### Problem requirements
Show each line in the listing below that contains the string "lighthouse", copying the whole line.

### Given entries
>> BEGIN
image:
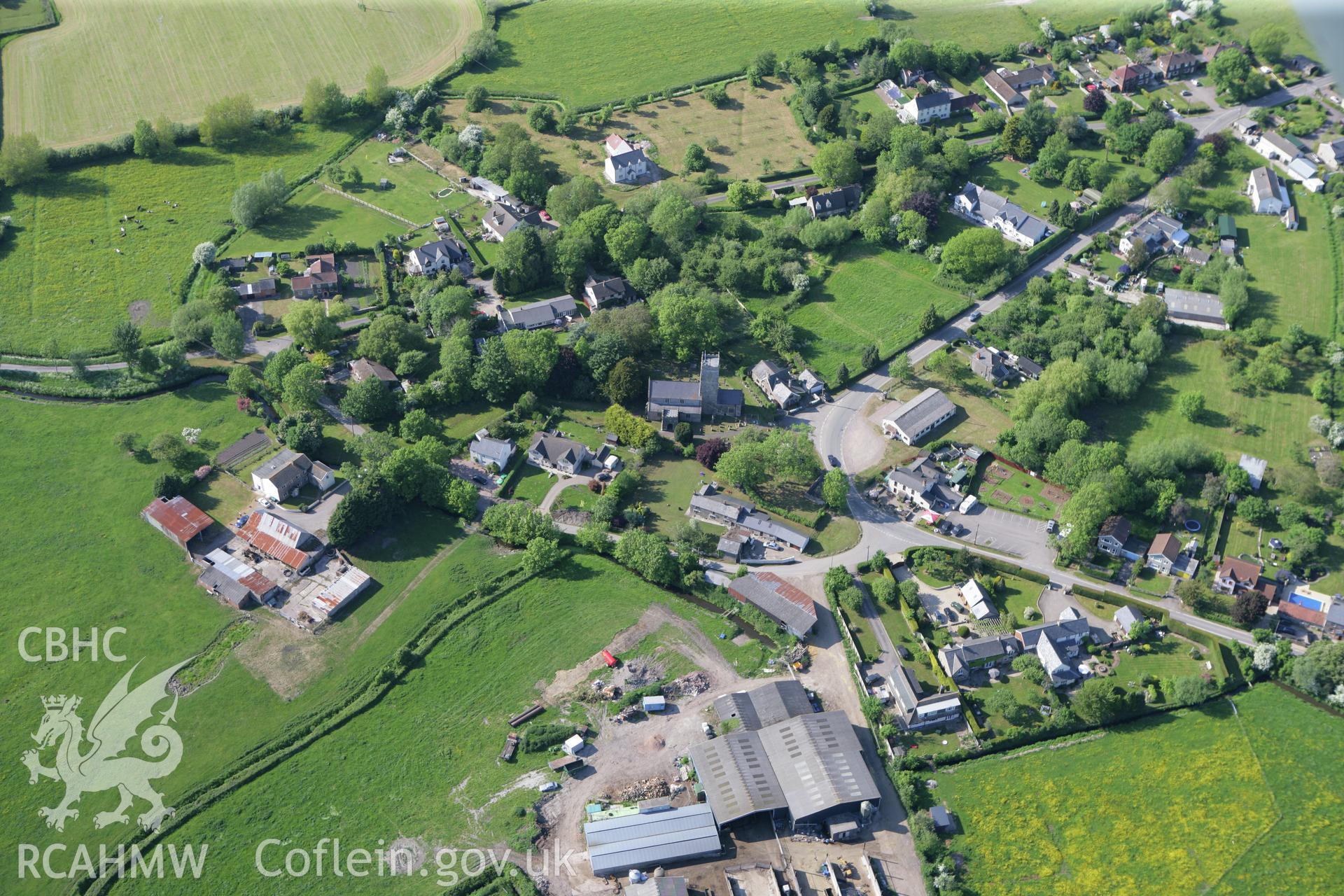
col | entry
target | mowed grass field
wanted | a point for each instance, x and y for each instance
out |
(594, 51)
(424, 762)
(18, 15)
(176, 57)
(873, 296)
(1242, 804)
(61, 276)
>> END
>> BEGIN
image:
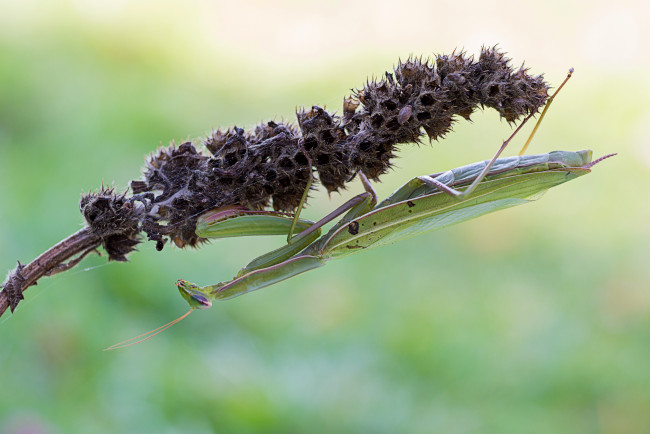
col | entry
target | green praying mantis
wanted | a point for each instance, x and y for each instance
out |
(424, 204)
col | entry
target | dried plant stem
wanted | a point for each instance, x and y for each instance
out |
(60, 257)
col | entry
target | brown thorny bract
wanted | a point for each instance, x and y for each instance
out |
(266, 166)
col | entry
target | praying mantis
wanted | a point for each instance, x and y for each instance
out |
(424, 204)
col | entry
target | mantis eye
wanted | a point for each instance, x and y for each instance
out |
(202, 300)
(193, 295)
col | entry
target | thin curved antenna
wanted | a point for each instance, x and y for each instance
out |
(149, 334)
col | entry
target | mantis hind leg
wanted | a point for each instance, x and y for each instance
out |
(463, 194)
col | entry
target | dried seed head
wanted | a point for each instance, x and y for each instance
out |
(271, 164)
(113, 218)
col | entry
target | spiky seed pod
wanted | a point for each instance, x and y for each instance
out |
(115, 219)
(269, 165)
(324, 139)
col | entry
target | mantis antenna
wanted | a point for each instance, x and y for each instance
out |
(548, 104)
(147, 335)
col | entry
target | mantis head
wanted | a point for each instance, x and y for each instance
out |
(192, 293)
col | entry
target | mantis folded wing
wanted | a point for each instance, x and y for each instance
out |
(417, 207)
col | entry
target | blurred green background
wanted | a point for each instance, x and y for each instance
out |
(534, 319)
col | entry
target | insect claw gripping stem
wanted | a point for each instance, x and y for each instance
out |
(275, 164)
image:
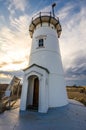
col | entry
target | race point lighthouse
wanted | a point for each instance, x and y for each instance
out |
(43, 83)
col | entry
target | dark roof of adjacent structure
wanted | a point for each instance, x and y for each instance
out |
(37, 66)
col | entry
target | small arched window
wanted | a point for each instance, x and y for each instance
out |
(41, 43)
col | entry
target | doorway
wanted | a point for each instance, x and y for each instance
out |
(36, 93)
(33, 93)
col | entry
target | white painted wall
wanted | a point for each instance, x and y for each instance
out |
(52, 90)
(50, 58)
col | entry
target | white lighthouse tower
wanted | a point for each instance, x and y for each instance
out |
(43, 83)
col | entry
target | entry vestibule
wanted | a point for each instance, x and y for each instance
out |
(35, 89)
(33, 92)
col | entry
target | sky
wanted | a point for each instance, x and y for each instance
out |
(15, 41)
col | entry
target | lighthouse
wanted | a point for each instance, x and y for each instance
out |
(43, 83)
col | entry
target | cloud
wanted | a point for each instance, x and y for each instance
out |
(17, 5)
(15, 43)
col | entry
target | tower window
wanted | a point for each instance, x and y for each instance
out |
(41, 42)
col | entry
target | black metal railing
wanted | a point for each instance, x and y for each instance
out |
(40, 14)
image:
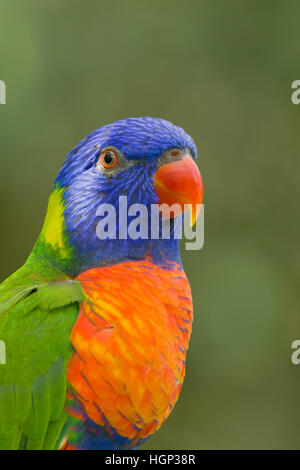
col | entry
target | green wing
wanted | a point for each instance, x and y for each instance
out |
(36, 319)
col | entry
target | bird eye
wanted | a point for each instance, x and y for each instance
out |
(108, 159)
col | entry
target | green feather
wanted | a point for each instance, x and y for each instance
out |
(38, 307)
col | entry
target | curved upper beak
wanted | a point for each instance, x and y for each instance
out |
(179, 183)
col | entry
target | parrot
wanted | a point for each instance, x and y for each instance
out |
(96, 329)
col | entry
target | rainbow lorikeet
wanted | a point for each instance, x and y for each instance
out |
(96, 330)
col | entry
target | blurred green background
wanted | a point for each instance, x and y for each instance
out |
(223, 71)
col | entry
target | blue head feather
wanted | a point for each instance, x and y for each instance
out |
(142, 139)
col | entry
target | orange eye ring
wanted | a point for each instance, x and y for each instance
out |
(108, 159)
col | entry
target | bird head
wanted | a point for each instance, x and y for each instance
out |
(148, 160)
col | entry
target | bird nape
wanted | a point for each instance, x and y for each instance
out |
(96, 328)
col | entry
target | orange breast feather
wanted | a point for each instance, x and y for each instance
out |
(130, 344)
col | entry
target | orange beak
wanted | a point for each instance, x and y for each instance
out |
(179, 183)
>> END
>> BEGIN
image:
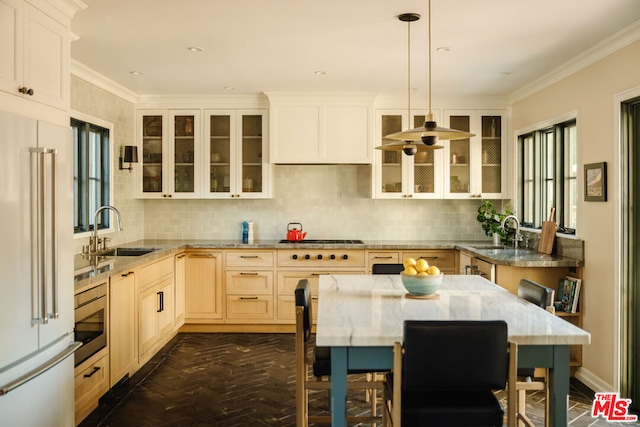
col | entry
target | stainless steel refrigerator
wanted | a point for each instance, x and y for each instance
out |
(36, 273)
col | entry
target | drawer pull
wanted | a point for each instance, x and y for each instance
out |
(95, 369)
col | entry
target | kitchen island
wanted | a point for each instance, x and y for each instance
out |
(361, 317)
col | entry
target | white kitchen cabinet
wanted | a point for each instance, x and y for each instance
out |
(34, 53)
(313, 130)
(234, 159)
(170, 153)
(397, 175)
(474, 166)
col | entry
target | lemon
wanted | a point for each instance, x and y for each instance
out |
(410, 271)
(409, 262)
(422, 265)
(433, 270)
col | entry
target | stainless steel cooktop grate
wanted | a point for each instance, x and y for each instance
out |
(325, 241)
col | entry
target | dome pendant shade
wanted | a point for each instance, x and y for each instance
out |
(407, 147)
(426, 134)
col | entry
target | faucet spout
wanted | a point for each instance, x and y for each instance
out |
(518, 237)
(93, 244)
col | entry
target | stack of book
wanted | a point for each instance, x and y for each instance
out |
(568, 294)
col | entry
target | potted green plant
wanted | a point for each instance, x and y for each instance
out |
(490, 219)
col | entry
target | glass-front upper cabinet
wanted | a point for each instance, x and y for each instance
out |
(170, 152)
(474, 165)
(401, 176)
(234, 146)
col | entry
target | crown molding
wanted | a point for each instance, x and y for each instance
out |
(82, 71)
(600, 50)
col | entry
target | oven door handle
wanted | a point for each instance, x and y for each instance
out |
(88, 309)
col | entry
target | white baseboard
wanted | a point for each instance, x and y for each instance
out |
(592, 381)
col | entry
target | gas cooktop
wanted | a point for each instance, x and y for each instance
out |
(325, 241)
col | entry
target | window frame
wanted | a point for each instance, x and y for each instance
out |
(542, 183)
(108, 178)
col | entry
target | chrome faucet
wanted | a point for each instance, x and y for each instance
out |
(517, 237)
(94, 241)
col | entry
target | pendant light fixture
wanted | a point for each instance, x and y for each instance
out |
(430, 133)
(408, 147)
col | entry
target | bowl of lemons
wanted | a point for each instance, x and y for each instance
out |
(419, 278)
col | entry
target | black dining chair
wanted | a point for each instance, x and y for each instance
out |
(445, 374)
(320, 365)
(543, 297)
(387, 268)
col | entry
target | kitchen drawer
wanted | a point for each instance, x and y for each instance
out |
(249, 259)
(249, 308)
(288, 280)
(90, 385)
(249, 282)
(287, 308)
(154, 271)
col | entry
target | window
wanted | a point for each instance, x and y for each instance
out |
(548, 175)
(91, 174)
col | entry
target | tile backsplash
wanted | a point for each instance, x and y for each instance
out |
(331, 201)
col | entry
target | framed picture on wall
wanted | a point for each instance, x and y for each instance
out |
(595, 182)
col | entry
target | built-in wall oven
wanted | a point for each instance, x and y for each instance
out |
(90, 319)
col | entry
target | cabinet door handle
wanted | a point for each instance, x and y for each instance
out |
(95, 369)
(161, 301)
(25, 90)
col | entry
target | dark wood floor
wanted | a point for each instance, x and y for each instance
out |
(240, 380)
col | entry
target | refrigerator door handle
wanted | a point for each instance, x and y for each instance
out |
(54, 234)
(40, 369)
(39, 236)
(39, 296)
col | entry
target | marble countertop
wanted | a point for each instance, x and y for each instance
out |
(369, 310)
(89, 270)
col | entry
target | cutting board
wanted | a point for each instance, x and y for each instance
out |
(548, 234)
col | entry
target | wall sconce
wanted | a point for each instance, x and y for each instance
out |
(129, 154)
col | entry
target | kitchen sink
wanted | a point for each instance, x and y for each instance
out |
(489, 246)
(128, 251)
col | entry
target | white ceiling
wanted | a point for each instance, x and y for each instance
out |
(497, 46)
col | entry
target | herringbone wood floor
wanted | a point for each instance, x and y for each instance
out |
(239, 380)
>> END
### Result
target | race point lighthouse
target | white lighthouse tower
target | lighthouse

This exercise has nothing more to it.